[SOURCE DOCUMENT]:
====

= Panama Lewis =

American boxing trainer (1945–2020)

Carlos "Panama" Lewis (November 4, 1945 – September 19, 2020) was a Panamanian-American boxing trainer. He was convicted of tampering with the gloves of Luis Resto for his fight against Billy Collins Jr. in 1983, which subsequently led to the end of Collins' boxing career. Collins suffered from depression and possibly committed suicide following the assault.

==Early career==
Lewis was a disciple of trainer Chickie Ferrara. He was Roberto Durán's cornerman when Duran lost a unanimous decision against Wilfred Benítez in 1982.

====

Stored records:
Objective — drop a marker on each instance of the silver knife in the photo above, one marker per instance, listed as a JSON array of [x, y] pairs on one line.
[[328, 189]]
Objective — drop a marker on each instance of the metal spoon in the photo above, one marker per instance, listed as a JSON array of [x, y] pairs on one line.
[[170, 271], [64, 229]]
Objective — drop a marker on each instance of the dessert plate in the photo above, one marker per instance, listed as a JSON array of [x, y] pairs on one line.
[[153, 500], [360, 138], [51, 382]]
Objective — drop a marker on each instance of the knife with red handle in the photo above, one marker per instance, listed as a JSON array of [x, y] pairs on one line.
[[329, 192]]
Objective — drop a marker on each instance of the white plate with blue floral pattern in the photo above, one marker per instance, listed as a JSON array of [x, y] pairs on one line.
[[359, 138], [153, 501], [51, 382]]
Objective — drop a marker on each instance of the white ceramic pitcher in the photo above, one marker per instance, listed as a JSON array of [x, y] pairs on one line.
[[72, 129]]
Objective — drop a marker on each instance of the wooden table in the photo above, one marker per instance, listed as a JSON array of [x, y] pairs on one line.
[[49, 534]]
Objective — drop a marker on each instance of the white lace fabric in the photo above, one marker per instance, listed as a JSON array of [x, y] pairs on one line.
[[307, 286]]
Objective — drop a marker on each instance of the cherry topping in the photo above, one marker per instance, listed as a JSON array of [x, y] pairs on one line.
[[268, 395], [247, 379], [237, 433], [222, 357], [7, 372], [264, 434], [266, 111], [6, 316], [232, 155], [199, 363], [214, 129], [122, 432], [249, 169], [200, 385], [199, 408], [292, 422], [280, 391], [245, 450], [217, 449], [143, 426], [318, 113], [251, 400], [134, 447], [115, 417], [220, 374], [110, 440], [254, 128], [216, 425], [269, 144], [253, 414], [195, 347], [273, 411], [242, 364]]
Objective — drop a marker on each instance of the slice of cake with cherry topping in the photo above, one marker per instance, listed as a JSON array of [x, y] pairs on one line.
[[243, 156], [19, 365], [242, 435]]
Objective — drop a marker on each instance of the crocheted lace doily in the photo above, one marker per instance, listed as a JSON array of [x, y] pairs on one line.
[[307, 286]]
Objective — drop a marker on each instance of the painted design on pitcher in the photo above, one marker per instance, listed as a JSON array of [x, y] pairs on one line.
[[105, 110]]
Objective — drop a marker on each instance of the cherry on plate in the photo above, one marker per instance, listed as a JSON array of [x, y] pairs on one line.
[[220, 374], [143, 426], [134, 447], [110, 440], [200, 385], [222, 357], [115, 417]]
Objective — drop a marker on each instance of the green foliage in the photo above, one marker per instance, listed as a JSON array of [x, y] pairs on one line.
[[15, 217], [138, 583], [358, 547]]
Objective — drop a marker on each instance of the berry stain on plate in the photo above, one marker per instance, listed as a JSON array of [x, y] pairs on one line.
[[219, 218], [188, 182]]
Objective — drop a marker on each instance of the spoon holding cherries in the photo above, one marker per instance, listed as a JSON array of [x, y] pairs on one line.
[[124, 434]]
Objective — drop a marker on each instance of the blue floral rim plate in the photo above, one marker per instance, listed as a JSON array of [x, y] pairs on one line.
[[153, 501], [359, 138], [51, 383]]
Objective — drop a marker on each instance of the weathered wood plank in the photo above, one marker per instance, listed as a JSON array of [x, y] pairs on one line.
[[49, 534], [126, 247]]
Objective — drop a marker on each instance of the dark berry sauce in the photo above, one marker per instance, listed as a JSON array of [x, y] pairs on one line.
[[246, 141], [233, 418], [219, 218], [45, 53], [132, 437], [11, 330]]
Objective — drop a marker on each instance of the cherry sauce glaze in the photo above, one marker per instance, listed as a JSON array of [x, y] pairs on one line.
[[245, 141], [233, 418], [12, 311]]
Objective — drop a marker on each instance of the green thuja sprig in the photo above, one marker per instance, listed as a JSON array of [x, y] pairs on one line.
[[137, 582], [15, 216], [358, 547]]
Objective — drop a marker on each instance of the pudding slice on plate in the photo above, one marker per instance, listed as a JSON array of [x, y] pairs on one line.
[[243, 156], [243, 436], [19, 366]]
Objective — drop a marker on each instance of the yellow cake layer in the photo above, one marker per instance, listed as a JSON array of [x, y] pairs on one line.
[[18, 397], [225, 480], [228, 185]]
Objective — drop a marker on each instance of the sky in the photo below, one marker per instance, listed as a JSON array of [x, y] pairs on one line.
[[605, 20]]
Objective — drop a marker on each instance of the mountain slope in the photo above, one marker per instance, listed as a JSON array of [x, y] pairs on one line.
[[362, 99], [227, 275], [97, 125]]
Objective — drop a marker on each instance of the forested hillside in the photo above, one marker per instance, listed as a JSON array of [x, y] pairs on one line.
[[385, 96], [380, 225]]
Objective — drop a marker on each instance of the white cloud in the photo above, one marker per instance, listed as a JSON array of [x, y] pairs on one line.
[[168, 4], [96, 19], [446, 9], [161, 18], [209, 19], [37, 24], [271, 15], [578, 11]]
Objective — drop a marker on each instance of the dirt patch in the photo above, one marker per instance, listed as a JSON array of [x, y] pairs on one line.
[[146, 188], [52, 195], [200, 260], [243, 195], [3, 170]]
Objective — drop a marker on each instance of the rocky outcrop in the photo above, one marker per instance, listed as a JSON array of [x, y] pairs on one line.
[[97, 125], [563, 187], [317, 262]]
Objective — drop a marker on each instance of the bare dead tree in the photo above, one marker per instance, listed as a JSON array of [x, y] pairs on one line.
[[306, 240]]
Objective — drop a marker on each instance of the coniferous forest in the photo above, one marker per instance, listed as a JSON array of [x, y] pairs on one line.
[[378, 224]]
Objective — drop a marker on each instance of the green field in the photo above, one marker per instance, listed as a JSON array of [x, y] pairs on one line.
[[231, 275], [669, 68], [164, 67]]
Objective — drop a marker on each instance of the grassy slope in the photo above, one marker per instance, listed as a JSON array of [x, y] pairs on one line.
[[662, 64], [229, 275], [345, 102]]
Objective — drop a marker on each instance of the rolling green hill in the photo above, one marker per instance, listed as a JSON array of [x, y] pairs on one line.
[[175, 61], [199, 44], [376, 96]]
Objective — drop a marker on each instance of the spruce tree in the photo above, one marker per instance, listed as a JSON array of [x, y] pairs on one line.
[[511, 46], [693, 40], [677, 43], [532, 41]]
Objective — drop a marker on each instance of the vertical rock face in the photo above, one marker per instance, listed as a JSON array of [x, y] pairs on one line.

====

[ACTIVITY]: Using the Panama Lewis text, explain in one to three sentences what led to the end of Billy Collins Jr.'s boxing career.

[SOLVED EXERCISE]: Lewis tampered with the gloves of Luis Resto for Resto's 1983 fight against Collins. That tampering subsequently led to the end of Collins' boxing career.